## Text for analysis

★ ★ ★

Secondary end points included response rates according to percent decrease in body weight (≥ 5% or ≥ 10%) from baseline at week 24 for the overall population and by glycemic status (normoglycemic, dysglycemic, and T2DM); weight loss following 24 weeks of treatment according to glycemic status; effect of 24 weeks of licogliflozin versus placebo on waist circumference, FPG, HbA1c, BP, fasting lipid profile, hsCRP, and UGE24; change in weight and secondary efficacy parameters by licogliflozin treatment versus placebo between week 24 and week 48; safety and tolerability of licogliflozin; and pharmacokinetics. Exploratory end points included the percent change in weight from baseline after 48 weeks as well as the effects of licogliflozin on selected efficacy variables over 48 weeks in the individual treatment groups (waist circumference, BP, fasting lipid profile, hsCRP) and the effects of licogliflozin on selected AEs of interest over 48 weeks.

Statistical analysis

The primary analysis for the percent change from baseline in body weight at week 24 was performed using a Multiple Comparison Procedure‐Modeling (MCP‐Mod) methodology 17. To preserve the familywise error rate at a one‐sided significance level of 2.5%, the optimal contrasts derived from the prespecified model candidate set (Emax [maximal effect at high drug concentrations], sigmoid Emax, linear and exponential models) for each dosing regimen were individually compared with the critical value derived using a multiplicity adjustment to account for all tests comparing licogliflozin doses to placebo across all regimens simultaneously. The analysis to derive the test statistics is based on an ANCOVA model, with the percent change in body weight from baseline to week 24 as a response variable, with treatment, baseline glycemic status, and region as factors and baseline weight as a covariate. A model‐averaging approach was used to estimate the dose response in each dosing regimen separately. For further details, see online Supporting Information.

★ ★ ★

## Provided records
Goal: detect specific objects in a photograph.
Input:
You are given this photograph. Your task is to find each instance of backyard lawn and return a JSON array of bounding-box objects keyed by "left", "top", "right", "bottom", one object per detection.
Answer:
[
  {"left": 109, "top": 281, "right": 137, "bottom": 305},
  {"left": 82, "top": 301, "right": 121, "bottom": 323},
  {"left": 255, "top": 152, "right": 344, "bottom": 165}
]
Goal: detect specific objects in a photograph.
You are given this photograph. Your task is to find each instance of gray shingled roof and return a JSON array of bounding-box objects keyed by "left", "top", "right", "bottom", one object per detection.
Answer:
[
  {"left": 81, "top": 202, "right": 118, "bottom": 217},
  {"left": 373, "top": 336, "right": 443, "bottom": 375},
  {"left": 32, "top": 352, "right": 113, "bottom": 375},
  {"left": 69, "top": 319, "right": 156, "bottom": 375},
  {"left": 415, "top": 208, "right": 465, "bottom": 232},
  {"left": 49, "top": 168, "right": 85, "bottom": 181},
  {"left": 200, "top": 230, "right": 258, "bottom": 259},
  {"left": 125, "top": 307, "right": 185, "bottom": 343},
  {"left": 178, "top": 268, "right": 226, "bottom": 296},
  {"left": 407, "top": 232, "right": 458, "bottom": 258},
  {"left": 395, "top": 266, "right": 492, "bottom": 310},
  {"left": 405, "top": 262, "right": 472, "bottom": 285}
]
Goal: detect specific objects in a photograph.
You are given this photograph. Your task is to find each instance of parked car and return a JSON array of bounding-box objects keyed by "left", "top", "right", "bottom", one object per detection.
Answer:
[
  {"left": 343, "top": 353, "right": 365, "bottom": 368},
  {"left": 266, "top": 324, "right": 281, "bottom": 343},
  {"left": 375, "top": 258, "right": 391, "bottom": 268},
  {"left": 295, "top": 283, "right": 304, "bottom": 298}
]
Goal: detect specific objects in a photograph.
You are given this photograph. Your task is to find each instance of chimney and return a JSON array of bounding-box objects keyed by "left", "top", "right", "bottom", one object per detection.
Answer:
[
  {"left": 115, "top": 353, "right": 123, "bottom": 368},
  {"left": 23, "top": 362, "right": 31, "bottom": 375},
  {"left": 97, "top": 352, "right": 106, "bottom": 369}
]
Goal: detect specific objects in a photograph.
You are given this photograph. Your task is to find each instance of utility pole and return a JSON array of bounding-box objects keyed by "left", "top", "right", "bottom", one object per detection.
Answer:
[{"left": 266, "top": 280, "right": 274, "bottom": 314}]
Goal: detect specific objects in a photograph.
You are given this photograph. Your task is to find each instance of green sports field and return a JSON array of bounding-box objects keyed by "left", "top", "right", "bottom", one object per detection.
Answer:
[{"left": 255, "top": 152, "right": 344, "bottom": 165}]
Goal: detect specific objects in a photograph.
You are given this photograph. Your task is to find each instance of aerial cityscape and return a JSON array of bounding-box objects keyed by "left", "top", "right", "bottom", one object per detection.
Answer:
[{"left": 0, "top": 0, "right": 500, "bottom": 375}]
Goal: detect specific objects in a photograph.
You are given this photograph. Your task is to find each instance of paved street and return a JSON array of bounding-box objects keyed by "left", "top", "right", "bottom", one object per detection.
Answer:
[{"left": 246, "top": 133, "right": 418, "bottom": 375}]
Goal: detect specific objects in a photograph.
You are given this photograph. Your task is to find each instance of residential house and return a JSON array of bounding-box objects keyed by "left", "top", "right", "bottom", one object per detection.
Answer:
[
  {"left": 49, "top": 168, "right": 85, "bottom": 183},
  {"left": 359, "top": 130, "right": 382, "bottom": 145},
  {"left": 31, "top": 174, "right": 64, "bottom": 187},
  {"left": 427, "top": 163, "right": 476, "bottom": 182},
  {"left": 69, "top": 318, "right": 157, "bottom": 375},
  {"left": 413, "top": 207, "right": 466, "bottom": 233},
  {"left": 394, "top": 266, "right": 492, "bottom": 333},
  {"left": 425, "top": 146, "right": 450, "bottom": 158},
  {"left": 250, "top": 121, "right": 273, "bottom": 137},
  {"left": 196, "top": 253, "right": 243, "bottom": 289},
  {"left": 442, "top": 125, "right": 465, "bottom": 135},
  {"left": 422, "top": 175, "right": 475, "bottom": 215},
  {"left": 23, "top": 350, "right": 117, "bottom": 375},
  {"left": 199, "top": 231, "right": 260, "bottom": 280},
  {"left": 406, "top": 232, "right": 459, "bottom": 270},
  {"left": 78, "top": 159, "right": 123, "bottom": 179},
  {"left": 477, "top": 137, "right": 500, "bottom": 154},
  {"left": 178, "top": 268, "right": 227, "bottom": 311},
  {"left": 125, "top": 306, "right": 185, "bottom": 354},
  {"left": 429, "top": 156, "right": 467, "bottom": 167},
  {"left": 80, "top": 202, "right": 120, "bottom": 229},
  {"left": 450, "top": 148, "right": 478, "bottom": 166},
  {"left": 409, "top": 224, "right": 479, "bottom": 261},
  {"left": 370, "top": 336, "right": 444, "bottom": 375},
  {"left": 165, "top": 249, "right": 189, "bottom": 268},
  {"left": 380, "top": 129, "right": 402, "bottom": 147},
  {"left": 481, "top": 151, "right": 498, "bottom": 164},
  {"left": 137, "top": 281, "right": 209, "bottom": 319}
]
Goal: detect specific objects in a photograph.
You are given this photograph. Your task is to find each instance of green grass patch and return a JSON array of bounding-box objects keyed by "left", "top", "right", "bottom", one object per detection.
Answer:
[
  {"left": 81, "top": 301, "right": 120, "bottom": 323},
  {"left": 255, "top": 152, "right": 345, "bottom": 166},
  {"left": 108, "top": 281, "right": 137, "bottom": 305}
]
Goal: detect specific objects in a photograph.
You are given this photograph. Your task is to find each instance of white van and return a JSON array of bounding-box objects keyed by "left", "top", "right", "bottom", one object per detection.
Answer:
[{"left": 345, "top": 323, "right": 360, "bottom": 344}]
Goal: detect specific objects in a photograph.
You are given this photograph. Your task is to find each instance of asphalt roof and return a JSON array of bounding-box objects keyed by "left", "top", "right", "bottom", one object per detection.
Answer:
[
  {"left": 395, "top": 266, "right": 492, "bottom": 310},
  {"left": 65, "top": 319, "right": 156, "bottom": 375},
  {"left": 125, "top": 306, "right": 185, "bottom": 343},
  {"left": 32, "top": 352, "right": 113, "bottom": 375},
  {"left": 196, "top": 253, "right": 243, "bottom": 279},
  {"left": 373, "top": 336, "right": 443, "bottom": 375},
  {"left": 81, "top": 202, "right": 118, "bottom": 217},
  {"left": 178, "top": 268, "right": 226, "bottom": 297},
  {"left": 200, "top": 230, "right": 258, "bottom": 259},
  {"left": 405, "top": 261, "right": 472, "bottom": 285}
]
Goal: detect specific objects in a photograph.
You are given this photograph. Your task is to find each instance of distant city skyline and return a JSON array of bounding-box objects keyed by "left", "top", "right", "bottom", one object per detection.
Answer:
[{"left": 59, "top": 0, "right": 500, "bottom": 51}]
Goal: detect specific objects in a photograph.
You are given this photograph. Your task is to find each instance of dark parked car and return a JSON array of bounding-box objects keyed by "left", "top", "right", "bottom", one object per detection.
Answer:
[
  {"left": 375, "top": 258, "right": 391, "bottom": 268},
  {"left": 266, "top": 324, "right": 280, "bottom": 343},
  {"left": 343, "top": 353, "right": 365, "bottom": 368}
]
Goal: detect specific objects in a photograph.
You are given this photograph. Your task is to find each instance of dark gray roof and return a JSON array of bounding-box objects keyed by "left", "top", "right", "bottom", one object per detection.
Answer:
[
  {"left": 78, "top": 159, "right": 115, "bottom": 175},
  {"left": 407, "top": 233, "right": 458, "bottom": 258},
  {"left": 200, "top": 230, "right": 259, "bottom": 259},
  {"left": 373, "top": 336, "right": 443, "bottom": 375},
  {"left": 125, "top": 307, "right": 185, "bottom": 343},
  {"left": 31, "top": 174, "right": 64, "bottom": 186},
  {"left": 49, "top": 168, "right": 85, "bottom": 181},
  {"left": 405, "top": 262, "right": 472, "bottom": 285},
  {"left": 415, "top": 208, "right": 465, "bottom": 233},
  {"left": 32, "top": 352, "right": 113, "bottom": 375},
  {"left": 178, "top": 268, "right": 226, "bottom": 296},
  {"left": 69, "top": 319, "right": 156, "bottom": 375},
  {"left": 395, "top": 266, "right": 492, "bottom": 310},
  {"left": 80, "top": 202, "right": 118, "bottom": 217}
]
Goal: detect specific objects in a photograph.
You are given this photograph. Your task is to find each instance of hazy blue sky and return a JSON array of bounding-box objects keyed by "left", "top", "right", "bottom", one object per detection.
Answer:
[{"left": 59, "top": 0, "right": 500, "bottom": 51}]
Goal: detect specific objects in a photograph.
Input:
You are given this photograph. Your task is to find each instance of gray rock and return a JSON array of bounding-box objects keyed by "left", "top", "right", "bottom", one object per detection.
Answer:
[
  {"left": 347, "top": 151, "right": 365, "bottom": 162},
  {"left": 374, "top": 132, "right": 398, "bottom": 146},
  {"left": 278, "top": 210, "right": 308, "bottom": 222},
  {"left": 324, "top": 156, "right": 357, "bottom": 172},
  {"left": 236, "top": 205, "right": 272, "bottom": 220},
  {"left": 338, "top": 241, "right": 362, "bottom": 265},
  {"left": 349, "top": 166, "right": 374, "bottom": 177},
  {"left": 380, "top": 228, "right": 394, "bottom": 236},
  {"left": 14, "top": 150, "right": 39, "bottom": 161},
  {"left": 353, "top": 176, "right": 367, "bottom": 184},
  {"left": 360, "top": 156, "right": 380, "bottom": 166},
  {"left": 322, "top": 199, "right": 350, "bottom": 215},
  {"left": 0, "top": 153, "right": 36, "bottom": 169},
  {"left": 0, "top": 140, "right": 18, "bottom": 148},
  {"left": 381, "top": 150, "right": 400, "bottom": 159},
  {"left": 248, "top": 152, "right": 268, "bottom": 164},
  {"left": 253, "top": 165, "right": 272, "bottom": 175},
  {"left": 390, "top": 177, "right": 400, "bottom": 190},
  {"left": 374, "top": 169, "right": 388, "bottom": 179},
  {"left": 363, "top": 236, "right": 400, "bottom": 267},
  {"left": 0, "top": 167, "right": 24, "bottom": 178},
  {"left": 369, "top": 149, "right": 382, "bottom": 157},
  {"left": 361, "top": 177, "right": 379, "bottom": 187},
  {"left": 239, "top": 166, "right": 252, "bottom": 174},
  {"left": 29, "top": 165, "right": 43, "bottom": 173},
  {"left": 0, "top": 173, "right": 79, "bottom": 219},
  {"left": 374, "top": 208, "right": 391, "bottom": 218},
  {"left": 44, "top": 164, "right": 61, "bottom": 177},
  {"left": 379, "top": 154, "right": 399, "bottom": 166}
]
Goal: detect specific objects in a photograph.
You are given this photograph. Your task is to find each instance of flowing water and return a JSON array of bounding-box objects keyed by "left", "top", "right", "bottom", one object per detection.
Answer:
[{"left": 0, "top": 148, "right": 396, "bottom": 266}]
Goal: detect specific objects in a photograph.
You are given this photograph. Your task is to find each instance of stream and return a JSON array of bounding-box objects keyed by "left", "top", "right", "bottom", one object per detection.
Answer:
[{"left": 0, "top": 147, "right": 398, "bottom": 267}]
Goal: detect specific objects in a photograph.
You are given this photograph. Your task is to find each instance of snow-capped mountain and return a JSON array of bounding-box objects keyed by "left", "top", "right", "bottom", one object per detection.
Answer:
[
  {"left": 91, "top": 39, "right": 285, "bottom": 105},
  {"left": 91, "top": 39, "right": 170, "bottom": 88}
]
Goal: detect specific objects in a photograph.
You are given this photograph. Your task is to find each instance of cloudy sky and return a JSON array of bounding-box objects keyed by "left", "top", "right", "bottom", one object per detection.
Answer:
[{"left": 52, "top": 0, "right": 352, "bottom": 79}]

★ ★ ★

## What is required
Please write the next part of the licogliflozin study methods text, starting right after its final sentence.

## Exercise response
A planned randomized cohort of 432 participants would provide at least 95% power to detect a statistically significant dose‐response signal at one‐sided α of 2.5%, assuming the underlying maximum weight loss effect was 5% or 6% and the SD was 5.5% or 6.5% in either regimen, following adjustment for 15% dropout rate.

Results

Patient disposition

In total, 674 participants were screened for this study. Of the 460 patients who were randomized to the study, the majority (85.7%) completed the initial 24‐week dose‐ranging treatment period (Figure 2). The most common reasons for discontinuation during this time were AEs (6.3%) and participant/guardian decision (4.8%). Study discontinuations were generally greater for higher licogliflozin doses versus lower licogliflozin doses or placebo, particularly at ≥ 10 mg qd or ˃ 5 mg bid.

Figure 2.

Figure 2

Study profile. (A) The 24‐week study. (B) The 24‐week study extension phase.

Most of the 394 participants who completed the 24‐week treatment period and entered the extension phase (weeks 24‐48) completed the study (93.1%), with discontinuations mainly because of participant/guardian decision (1.8%), AEs (3.3%), and participants lost to follow‐up (1.0%) (Figure 2).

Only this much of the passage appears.